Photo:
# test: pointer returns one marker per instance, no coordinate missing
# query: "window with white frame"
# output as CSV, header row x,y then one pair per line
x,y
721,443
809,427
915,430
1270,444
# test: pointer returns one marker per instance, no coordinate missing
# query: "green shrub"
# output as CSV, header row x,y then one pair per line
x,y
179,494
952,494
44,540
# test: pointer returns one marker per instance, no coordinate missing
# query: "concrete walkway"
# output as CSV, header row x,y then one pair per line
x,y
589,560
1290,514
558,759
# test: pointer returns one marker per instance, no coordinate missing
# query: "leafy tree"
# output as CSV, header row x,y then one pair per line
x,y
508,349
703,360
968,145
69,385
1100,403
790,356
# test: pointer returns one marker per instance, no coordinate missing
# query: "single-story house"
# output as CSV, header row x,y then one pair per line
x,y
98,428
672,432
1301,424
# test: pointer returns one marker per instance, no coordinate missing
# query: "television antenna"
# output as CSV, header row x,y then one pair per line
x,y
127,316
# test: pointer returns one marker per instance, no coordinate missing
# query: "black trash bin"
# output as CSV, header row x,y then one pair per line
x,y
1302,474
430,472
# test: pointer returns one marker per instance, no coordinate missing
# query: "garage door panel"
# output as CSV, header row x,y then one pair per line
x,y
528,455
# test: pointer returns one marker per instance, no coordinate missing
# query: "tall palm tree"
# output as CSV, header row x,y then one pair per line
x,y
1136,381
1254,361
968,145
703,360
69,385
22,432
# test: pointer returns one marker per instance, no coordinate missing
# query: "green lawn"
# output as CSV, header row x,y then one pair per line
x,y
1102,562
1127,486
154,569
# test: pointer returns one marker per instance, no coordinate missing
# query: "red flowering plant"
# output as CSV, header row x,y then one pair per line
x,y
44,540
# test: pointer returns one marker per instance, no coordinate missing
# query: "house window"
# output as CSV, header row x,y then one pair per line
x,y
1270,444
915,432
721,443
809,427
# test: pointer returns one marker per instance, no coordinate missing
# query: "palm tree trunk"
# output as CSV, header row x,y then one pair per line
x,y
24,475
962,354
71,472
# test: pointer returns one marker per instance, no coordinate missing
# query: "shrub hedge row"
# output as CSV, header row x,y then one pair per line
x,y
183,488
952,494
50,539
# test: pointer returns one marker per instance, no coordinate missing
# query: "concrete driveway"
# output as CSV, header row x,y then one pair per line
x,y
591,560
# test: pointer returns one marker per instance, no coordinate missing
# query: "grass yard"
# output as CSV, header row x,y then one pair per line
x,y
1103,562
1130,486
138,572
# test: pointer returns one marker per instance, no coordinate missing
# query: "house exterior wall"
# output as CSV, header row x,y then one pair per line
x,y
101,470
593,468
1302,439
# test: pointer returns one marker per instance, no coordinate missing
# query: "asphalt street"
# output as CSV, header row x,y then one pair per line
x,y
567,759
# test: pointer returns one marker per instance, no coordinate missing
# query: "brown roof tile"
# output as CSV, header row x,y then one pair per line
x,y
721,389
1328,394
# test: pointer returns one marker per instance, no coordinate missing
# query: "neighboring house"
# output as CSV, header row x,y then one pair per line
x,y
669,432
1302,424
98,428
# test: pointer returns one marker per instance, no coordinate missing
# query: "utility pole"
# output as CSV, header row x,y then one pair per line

————

### [Task brief]
Please pull out every line of the rows above that contains the word "shrub" and copy each one unchanged. Case matters.

### [Answer to the exercise]
# query: "green shrub"
# query: "shrub hedge row"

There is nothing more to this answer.